>> BEGIN Data to use

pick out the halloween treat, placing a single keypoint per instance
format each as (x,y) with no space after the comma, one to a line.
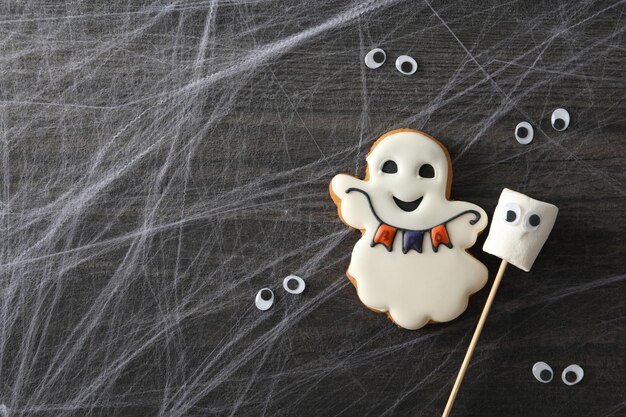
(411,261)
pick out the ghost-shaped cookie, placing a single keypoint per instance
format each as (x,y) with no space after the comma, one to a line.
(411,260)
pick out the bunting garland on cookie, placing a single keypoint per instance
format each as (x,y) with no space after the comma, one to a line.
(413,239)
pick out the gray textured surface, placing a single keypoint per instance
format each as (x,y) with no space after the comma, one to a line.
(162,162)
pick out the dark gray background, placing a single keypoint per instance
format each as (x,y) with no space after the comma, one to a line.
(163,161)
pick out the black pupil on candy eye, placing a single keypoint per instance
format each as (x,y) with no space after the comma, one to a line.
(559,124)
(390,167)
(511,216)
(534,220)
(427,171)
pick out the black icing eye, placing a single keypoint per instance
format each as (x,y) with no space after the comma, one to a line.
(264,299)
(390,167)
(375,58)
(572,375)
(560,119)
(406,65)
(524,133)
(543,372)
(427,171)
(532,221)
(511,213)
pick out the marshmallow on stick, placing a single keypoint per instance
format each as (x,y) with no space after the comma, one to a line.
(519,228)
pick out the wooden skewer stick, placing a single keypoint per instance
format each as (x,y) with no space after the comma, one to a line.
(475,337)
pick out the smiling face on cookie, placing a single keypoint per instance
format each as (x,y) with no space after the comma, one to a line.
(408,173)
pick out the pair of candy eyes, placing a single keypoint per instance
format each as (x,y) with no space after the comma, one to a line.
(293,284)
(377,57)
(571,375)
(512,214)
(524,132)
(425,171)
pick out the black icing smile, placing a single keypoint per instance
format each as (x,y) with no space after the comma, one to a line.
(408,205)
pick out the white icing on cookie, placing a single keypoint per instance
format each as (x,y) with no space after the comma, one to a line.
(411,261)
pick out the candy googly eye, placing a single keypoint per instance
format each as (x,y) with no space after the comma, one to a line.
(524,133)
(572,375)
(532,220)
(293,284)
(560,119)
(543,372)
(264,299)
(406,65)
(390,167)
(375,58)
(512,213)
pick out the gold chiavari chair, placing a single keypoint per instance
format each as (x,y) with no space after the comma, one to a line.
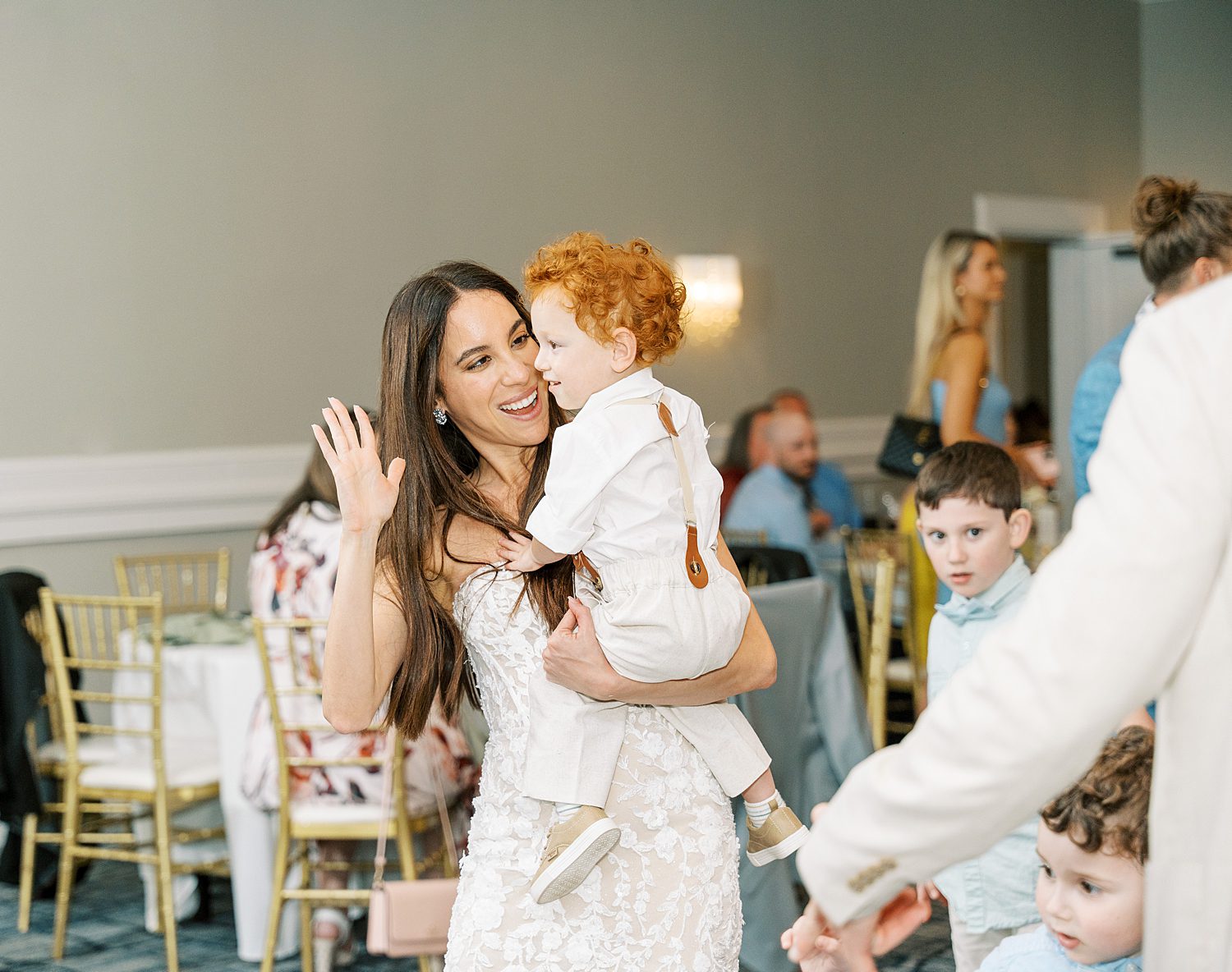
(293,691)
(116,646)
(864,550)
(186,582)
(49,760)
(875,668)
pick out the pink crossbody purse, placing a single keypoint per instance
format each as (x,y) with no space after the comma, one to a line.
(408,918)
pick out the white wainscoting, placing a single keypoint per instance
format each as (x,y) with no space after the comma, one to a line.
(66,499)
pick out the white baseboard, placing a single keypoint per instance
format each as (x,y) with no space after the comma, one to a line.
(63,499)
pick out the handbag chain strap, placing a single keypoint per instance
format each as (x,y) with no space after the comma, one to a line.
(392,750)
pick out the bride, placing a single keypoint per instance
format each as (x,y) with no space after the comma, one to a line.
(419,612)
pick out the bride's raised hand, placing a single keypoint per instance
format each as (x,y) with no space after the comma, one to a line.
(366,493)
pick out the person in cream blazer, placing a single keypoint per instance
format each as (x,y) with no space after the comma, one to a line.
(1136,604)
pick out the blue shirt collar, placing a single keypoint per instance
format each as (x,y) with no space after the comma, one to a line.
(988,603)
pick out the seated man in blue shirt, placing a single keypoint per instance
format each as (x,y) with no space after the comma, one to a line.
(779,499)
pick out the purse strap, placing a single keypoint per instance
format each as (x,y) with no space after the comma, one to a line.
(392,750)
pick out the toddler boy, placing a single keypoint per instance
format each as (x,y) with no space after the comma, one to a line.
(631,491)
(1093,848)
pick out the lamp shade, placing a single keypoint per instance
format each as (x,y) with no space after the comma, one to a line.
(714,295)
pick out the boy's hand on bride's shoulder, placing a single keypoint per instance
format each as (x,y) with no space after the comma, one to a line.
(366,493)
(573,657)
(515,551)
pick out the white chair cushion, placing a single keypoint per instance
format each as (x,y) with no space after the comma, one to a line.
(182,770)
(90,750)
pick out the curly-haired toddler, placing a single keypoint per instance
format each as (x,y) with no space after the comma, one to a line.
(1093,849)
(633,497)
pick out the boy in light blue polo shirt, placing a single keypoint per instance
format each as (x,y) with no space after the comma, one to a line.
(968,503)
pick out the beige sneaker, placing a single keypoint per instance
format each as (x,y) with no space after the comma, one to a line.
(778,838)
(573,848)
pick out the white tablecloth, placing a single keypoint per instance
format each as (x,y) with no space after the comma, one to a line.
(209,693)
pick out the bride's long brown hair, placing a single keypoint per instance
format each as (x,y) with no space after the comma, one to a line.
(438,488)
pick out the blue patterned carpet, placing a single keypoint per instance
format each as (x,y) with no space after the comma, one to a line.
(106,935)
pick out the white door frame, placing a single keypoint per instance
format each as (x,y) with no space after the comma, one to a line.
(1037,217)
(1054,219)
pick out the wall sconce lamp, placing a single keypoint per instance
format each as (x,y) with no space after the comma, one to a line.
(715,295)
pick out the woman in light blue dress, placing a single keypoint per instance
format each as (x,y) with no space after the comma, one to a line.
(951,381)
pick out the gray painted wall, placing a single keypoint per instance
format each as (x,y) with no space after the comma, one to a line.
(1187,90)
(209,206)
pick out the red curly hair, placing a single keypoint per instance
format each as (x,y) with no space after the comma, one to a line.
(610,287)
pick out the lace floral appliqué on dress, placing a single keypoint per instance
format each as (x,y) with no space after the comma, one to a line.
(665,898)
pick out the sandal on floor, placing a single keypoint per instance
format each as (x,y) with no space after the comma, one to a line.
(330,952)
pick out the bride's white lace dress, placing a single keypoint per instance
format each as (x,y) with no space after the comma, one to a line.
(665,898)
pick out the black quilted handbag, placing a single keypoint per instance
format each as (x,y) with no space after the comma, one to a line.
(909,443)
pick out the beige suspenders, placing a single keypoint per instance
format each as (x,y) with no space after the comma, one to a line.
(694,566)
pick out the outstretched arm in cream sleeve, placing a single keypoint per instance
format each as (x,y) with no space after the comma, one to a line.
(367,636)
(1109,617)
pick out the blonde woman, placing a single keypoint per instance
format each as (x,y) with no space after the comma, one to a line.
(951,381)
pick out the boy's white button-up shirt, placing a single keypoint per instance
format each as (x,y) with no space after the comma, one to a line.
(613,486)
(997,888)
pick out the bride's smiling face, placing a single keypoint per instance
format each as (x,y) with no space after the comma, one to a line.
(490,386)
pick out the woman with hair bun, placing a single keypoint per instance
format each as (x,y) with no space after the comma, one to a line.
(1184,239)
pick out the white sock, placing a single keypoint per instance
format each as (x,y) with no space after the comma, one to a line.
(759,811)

>> END Data to use

◆ To do
Copy all of the entries verbatim, leaving out any pictures they contain.

◆ Task output
pick out the halloween treat, placing a single keypoint per instance
format each as (x,y) with no space after the comma, one to a line.
(411,261)
pick out the ghost-shaped cookie, placing a single keypoint per instance
format each as (x,y) with no space after the comma, one to a line.
(411,260)
pick out the bunting garland on cookie, placing a single keypoint per instance
format each as (x,y) with no space after the comma, one to a line.
(413,239)
pick out the gray textured surface, placing a single keypoint per instance
format each as (x,y) with no space after the comma, one to a line.
(162,162)
pick out the dark gray background, placing a single keypoint per instance
format each as (x,y) with no space after the comma, one to a line.
(163,161)
pick out the black pupil on candy eye, placing a single keypoint per instance
format each as (x,y) with no space after the comma, one to a line.
(559,124)
(390,167)
(511,216)
(534,220)
(427,171)
pick out the black icing eye, placing a single keypoint per instance
format each as (x,y) with no space after the comma, one to a line.
(264,299)
(390,167)
(375,58)
(572,375)
(560,119)
(406,65)
(524,133)
(543,372)
(427,171)
(532,221)
(511,213)
pick out the marshmallow on stick, placing a single keypoint per instance
format each as (x,y) with no space after the comma, one to a line.
(519,228)
pick out the wooden skewer stick, placing a single keypoint per instance
format each as (x,y) with no space after the comma, one to a line.
(475,337)
pick out the smiling face on cookie, placing a single keypoint per instance
format each as (x,y) with no space after the comma, one to a line.
(408,173)
pick out the pair of candy eyes, placing a single keypoint per instance
format each as (x,y) with no space after the comma, one to a line.
(293,284)
(377,57)
(571,375)
(512,214)
(524,132)
(425,171)
pick out the black icing smile, placing a single keypoint per instance
format each as (x,y) with no space after the comma, one to a line.
(408,205)
pick out the white icing on cookie, placing a single keypoint per instance
format each as (x,y) with no space after the comma, one to a line.
(411,261)
pick out the candy googly eye, placing a single keypoint per instance
format each as (x,y) with no space after the comma, one to a line.
(524,133)
(572,375)
(532,220)
(293,284)
(560,119)
(543,372)
(264,299)
(406,65)
(390,167)
(375,58)
(512,213)
pick out the gold chiavari chair, placing a single keypoint per instance
format each as (x,y) with no space after the comma, one to a line.
(293,691)
(116,646)
(864,550)
(186,582)
(49,760)
(875,668)
pick out the pink crossbody purse, placing a single keypoint per instance
format each as (x,y) with no space after the comma, one to a line.
(408,918)
pick out the white wainscoting, placing a single keypoint per instance
format each as (x,y) with no space after the comma, one to a line.
(66,499)
pick out the white baseboard, placing a single keypoint per instance
format each as (x,y) with no space after the comma, one to a line.
(63,499)
pick out the handbag chain strap, placing a single keypoint per instance
format each as (x,y) with no space after the comma, one to a line.
(392,750)
pick out the bride, placing a single keypoint per instance
format each as (x,y) with no space after the comma, one to a line.
(419,612)
pick out the bride's raised hand, placing a single keypoint per instance
format each as (x,y) with no space after the comma, one to a line.
(366,493)
pick out the person in cream blazer, placing a single keypoint per instance
format each as (x,y) with no space after the comma, one to a line.
(1136,604)
pick out the blue shirt collar, placing a single keypoint per instance
format each as (x,y) with no space after the comma, one to a line.
(988,603)
pick out the seated man in blue shirt, placing a single keypoint per instance
format each as (x,y) with no space after the comma, one to a line.
(779,499)
pick out the purse strap, placing a single keypoint per instance
format each as (x,y) with no space after the comma, one to a line.
(392,750)
pick out the toddler boy, placing a single keypoint per instance
format each as (x,y) with no space after the comma, one to a line.
(631,491)
(1093,848)
pick out the lamp shade, placing a single keypoint per instance
format each as (x,y) with no space after the comma, one to a line.
(714,295)
pick out the boy's hand on bride's shoulder, placing a single keypoint per instance
format each as (x,y) with no space after the comma, one to a line.
(366,493)
(573,657)
(515,551)
pick out the white chair cushion, placing a single keypoint per instance
format each as (x,y) with no space after the comma, one to a line.
(182,770)
(90,750)
pick out the curly-haired toddler, placing a single keypoint per instance
format each as (x,y) with no space after the comma, one to a line.
(1093,849)
(633,497)
pick out the boy in light blue polo shirt, placing a single keypoint per instance
format each as (x,y) with no space after the comma, one to a line.
(968,503)
pick out the beige sneaker, placing a single keypoint per instance
format each as (x,y) with no space after the comma, one to a line.
(778,838)
(573,848)
pick out the white tablecloth, placing a single keypoint per instance
format each as (x,y) with no space after the comma, one to a line.
(209,693)
pick out the bride's long brown hair, placing a single keypoint per instance
format each as (x,y) with no space after the comma, one to a line.
(438,488)
pick out the blue patterned carpet, placing a single keypoint per instance
format each as (x,y) with no space after the comma, one to a line.
(106,935)
pick out the white door frame, placing a single keypoint per instance
format each as (x,y) with no space after the comma, one to a line.
(1037,217)
(1054,219)
pick out the wall sconce lamp, placing a single keypoint per instance
format each as (x,y) with no space after the comma, one to a line.
(715,295)
pick out the woman in light blue dress, placing a single keypoint per instance
format each as (x,y) with no space after the comma, one to a line.
(951,381)
pick out the gray painted wall, placing a single keypoint per instance
format each as (x,y) with no space after the comma, one to a line.
(1187,90)
(209,206)
pick out the red curly hair, placing a single keypoint per instance
format each as (x,y) with no space after the comma, one to a line.
(610,287)
pick out the lace floral appliqué on dress, placing a single keypoint per instance
format each as (x,y) with no space after the comma, one to a line.
(665,898)
pick out the sandal on floor, placing a single keypoint per instance
format each as (x,y) with no space after the comma, one to a line.
(330,952)
pick out the bride's white lace dress, placing a single keypoint per instance
format each as (x,y) with no space after the comma, one to a line.
(665,898)
pick out the black quilted handbag, placing a single keypoint per instance
format each as (x,y) with no space after the comma, one to a line.
(909,443)
pick out the beige suspenders, placing a single keypoint per instance
format each as (x,y) with no space after the comma, one to a line.
(694,566)
pick out the outstretched arm in cream sleeve, placing a single keypoint per instance
format each as (x,y) with no space after the comma, one to a line.
(367,636)
(1109,617)
pick out the blonde woman, placing a single keypoint per instance
format each as (x,y) with no space after the comma, one to a line.
(951,381)
pick out the boy's white button-up shirt, placing a single keypoint per instance
format each as (x,y) with no space after the comma, one to a line.
(613,486)
(997,888)
pick out the bride's smiling face, placing a single keypoint per instance
format each as (x,y) with no space after the comma, one to a line.
(490,386)
pick out the woman with hair bun, placing a single keypoint per instance
format each as (x,y) with no space after the comma, one to a line.
(1184,239)
pick out the white sock, placing a single keypoint per instance
format each as (x,y) with no space after the comma, one to a line.
(759,811)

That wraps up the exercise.